What to produce>
In the college basketball passage below, transcribe the part starting with "This is Notre" and going on through "Texas A&M-Corpus Christi.".

Source passage>
There are certainly some positive aspects to Notre Dame's profile as a potential dark horse, as the Fighting Irish rank No. 29 nationally in offensive efficiency, per kenpom.com, which meets the aforementioned top-30 cutoff of dark horse candidates. They make 37.7 percent of their 3-pointers and roughly 43 percent of their total shot attempts come from behind the arc, so they're a high-volume and highly accurate 3-point shooting team, which can certainly be critical in pulling off an upset or two in March.
This is Notre Dame coach Mike Brey's 13th NCAA tournament appearance at the school, so perhaps you value teams with a veteran head coach when you fill out your NCAA tournament bracket. The school made back-to-back Elite Eight runs in 2015 and 2016. Six of the team's seven rotation players are upperclassmen and the one true freshman, guard Blake Wesley, is arguably the most talented player on the team. Every rotation player is at least 6-foot-3 and all but one are 6-foot-5 or taller.
Notre Dame is 4-6 against NCAA tournament teams, with one of the wins coming against No. 16 seed Texas A&M-Corpus Christi.
Not only is Rutgers the only one of these four schools that made the NCAA tournament last season, when the Scarlet Knights ended a decades-long NCAA tournament drought and an even longer streak without winning a game in the Big Dance, but they're also 8-6 against NCAA tournament teams this season.

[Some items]
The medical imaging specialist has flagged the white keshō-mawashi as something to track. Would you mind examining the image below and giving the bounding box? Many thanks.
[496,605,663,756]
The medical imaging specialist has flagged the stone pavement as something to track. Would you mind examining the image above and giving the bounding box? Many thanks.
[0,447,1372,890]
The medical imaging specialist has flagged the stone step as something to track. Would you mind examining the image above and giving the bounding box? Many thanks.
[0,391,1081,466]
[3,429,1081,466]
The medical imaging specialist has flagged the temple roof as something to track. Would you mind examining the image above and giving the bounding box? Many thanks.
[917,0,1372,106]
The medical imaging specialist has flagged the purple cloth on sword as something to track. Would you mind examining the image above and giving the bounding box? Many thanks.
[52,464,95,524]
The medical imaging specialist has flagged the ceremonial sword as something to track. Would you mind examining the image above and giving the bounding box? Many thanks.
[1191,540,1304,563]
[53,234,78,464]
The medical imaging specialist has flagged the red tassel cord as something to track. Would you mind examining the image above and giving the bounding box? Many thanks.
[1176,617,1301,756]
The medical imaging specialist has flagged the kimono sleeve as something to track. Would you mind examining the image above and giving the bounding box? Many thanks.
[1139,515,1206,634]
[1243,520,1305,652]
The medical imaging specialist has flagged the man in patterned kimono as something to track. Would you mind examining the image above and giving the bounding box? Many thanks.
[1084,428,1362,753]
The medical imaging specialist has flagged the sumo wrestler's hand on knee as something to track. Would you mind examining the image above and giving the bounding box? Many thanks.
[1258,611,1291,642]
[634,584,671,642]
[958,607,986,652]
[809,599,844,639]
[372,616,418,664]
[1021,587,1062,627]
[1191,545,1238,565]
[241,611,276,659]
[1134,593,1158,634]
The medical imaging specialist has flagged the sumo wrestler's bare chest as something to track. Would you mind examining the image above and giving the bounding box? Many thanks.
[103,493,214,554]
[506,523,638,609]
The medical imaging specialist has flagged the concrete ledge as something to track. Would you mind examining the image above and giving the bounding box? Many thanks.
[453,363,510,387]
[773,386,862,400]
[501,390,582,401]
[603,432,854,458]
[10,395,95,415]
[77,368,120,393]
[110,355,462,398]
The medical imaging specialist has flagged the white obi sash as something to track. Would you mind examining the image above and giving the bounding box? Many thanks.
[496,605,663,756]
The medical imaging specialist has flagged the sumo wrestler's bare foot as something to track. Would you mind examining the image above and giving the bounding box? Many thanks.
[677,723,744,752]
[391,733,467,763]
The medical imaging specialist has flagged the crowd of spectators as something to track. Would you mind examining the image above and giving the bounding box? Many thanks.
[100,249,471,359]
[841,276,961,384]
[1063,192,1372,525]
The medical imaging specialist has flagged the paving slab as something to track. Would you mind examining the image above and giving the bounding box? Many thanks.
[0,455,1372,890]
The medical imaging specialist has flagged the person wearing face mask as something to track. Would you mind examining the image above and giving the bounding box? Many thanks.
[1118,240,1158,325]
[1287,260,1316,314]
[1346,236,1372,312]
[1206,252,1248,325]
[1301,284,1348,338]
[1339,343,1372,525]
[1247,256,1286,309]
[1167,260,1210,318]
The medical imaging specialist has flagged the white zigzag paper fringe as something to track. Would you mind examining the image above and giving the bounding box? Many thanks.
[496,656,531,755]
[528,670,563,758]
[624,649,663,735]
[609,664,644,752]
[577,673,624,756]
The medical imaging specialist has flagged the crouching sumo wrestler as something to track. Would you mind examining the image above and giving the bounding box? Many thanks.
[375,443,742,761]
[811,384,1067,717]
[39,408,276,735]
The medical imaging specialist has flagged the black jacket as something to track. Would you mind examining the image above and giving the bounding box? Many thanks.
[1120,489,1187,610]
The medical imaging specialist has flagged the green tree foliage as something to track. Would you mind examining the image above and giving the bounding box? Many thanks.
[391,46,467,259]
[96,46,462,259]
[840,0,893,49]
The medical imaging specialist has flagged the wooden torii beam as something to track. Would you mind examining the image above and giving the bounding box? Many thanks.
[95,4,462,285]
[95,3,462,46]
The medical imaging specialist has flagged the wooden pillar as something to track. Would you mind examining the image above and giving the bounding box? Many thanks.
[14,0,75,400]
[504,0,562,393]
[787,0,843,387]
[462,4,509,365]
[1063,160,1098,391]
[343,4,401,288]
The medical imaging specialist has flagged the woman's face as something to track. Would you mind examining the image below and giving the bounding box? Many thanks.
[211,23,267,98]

Finished answer>
This is Notre Dame coach Mike Brey's 13th NCAA tournament appearance at the school, so perhaps you value teams with a veteran head coach when you fill out your NCAA tournament bracket. The school made back-to-back Elite Eight runs in 2015 and 2016. Six of the team's seven rotation players are upperclassmen and the one true freshman, guard Blake Wesley, is arguably the most talented player on the team. Every rotation player is at least 6-foot-3 and all but one are 6-foot-5 or taller.
Notre Dame is 4-6 against NCAA tournament teams, with one of the wins coming against No. 16 seed Texas A&M-Corpus Christi.